§ **RAW DATA**
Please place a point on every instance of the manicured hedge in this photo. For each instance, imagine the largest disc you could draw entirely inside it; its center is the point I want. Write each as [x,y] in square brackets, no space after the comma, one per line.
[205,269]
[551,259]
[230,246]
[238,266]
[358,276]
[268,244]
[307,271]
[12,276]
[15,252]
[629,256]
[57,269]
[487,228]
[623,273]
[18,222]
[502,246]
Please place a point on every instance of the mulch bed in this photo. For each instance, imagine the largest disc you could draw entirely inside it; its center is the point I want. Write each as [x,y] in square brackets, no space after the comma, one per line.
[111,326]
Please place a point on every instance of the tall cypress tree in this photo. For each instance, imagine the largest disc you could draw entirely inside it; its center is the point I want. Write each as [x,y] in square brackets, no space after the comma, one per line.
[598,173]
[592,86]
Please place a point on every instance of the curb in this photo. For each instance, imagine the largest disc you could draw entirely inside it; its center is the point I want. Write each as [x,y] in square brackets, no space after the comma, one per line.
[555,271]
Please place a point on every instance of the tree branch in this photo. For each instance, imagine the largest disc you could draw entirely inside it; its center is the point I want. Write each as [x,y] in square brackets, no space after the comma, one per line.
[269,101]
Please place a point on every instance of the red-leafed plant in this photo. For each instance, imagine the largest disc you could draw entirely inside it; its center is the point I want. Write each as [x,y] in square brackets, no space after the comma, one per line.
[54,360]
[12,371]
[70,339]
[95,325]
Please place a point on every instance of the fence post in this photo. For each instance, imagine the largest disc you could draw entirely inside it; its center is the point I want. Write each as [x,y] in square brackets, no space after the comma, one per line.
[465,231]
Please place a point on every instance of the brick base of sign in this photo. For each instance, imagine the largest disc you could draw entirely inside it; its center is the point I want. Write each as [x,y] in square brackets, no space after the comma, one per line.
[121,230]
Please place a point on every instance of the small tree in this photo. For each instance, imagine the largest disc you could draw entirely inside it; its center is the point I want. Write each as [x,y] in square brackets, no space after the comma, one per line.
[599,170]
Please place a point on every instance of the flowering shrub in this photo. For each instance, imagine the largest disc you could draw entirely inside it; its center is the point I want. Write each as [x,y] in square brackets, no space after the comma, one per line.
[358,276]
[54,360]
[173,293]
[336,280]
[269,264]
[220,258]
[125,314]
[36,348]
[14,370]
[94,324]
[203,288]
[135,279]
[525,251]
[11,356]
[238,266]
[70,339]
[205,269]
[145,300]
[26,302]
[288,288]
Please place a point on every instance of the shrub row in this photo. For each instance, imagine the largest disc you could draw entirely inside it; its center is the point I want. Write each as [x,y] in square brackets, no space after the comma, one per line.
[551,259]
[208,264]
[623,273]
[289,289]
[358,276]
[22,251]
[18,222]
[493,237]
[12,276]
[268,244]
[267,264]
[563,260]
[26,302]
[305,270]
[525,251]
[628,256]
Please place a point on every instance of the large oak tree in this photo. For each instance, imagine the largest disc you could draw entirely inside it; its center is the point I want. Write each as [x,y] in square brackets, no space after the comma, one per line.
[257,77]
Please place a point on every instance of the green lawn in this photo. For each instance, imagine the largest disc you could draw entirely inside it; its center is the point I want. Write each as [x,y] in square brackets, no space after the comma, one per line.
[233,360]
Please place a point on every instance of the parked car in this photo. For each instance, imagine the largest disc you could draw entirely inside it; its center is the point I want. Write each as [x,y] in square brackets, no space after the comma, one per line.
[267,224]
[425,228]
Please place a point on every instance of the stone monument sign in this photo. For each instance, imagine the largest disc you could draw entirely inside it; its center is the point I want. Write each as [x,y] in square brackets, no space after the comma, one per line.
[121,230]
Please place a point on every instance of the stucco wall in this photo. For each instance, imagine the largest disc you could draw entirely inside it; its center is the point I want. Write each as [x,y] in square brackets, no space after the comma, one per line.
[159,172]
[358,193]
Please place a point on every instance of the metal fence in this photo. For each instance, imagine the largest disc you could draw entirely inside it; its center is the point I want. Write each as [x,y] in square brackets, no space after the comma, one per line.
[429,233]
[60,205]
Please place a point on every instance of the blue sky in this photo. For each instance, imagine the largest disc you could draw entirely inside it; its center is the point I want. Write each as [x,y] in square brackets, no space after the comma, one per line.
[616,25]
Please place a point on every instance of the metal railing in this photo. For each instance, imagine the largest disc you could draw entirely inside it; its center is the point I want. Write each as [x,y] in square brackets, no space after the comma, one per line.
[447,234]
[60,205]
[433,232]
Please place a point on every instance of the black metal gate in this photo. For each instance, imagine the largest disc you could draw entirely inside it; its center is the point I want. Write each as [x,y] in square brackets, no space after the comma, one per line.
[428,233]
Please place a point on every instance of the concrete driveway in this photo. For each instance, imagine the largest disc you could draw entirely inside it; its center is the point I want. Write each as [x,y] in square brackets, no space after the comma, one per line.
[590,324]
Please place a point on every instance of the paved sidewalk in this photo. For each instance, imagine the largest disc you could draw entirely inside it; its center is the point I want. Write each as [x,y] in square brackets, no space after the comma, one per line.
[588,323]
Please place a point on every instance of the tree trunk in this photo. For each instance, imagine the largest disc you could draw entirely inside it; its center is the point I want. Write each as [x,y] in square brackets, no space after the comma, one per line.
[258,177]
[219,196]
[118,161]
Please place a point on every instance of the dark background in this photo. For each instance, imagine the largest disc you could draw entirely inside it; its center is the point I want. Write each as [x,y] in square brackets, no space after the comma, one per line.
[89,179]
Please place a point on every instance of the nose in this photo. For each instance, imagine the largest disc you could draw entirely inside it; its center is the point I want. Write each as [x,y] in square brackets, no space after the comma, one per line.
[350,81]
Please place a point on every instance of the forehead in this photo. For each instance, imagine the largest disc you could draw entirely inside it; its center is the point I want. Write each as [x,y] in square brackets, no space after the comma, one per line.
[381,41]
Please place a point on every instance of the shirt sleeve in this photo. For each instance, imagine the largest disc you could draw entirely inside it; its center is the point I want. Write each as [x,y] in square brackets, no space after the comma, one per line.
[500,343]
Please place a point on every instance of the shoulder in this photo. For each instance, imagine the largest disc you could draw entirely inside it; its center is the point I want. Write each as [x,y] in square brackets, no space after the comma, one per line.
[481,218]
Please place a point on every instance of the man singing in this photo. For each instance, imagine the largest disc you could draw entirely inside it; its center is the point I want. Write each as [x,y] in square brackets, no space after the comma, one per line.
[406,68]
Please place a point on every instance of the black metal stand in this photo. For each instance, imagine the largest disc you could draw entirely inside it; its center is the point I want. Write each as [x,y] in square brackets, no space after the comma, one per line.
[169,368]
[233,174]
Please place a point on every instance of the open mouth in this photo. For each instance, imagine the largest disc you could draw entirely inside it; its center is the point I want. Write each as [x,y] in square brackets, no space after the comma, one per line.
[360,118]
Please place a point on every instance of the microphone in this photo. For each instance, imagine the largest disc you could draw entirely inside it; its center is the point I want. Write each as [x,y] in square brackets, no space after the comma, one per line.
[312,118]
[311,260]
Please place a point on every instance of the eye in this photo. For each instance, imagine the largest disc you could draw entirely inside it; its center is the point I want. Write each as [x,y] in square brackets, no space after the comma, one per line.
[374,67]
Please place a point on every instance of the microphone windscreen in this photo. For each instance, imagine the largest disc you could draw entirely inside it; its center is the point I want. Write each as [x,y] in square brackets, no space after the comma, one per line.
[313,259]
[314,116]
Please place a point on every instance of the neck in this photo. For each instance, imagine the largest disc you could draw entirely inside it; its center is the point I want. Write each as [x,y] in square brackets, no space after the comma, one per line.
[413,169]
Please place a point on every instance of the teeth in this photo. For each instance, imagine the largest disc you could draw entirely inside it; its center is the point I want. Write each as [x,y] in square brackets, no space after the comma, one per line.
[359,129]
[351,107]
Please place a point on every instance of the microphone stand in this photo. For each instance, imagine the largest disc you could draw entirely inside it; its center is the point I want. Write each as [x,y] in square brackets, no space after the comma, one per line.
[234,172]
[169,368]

§ **EXERCISE**
Only the lines from the one holding "Please place a point on every instance of the microphone stand" through the end of the records should appear in the answer, each repeated exactly.

§ **YOUR SOLUTION**
Please place a point on every instance of the microphone stand in this photo. For each instance, imagine the largest disc you could draw entirely inside it; its center is the point I want. Write each as [x,y] in square brackets, no space after the comma, one per line.
[234,172]
[169,368]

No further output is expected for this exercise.